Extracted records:
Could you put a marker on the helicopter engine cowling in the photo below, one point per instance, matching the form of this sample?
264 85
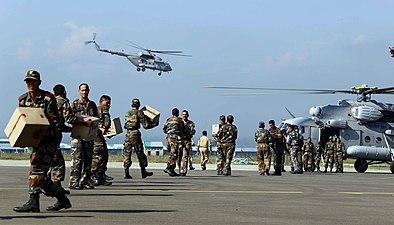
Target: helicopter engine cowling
340 124
366 113
368 153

TASK GOAL >> All of the entries above are to be duplicated exactly, with every image left out.

SOLVED EXERCISE >>
Could you put a marker on the helicopter engine cowling in the photo below, one point per instance, matching the form of this sample?
264 85
Target: helicopter engine cowling
340 124
366 113
368 153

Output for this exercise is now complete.